#### WHAT IS ASKED:
Copy out each of the entries below word for word, leaving out the pictures.

#### ENTRIES SUPPLIED:

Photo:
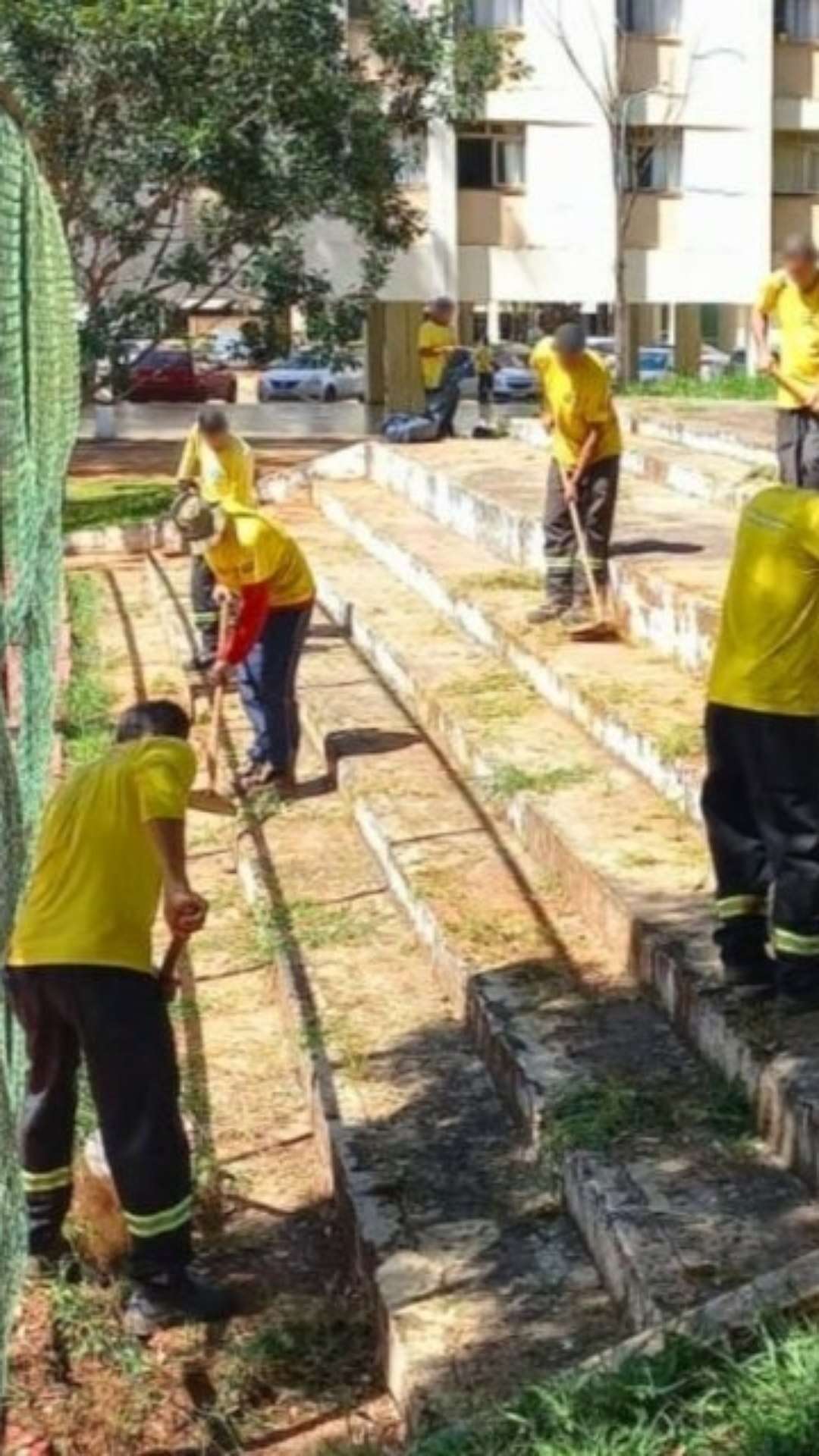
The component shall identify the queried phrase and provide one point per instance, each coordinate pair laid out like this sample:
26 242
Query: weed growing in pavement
86 707
507 780
510 580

#### EXERCISE OUTPUT:
Photo:
The component shall identify the queried phrase and provide one point per instance, each coordinate pair laid out like this sample:
26 242
Query: weed growing in pavement
86 707
507 780
510 580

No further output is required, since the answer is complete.